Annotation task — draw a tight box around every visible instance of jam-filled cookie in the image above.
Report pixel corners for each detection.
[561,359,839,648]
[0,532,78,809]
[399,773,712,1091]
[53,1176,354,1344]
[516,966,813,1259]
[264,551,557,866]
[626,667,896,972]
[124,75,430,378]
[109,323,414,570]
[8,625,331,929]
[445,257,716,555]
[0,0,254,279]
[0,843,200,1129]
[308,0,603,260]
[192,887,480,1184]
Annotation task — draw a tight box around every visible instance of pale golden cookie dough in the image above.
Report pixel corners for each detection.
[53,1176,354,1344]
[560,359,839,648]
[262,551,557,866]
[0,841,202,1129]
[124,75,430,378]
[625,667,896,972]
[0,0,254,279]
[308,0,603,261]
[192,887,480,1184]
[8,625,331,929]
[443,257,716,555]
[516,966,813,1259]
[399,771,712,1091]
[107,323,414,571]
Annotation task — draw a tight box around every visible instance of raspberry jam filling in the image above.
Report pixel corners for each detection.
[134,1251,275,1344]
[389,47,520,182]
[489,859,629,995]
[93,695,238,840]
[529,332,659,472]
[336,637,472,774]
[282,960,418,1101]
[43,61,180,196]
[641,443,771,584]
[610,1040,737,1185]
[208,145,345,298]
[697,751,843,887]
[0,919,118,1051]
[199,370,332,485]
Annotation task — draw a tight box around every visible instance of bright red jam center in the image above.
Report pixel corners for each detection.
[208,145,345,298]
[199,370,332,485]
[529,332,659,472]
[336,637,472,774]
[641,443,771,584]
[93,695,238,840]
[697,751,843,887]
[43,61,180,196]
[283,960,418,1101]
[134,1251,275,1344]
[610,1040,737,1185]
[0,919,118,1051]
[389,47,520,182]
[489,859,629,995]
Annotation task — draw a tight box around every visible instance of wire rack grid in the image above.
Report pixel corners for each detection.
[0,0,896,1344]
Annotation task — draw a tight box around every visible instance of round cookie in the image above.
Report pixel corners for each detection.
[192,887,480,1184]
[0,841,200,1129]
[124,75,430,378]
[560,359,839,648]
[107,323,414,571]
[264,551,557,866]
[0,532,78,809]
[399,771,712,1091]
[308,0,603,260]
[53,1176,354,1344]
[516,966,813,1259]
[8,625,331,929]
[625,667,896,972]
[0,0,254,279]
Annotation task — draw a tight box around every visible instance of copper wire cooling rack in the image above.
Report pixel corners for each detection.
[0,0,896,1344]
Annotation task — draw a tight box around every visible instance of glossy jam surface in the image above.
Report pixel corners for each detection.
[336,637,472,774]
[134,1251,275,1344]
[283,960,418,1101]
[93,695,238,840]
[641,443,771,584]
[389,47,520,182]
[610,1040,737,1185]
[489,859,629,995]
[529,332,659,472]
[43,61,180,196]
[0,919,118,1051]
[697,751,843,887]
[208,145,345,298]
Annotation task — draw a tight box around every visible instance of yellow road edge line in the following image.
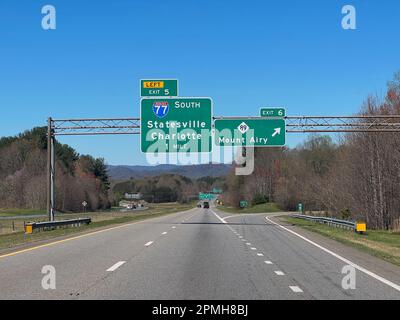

## Directive
Reproduce the rows word for word, from the line containing "round cookie in the image above." through the end of the rows, and leave the pictures out.

## Written solution
Annotation task — draw a tight box around every visible instance of round cookie in the image above.
Report pixel corners for each detection.
[192,887,480,1184]
[0,841,200,1129]
[124,75,430,378]
[560,359,839,648]
[107,323,414,571]
[264,551,557,866]
[0,532,78,809]
[399,771,712,1091]
[308,0,603,260]
[53,1176,354,1344]
[516,966,813,1259]
[8,625,331,929]
[625,667,896,972]
[0,0,254,279]
Annotation task — draw a tight box around every visible instance of copper wire cooling rack in the image above.
Report pixel corners for each detection.
[0,0,896,1344]
Annotation task — draw a tight box around every visible instance of glossy jam surface in the image above.
Report pixel corners for each detection.
[336,637,472,774]
[134,1251,275,1344]
[283,960,418,1101]
[93,695,238,840]
[641,443,771,584]
[389,47,520,182]
[610,1040,737,1185]
[489,859,629,995]
[529,332,659,472]
[43,61,180,196]
[0,919,118,1051]
[697,751,843,887]
[208,145,345,298]
Annotation task — draw a tight box around every visible instance of yellow road edge line in the following image.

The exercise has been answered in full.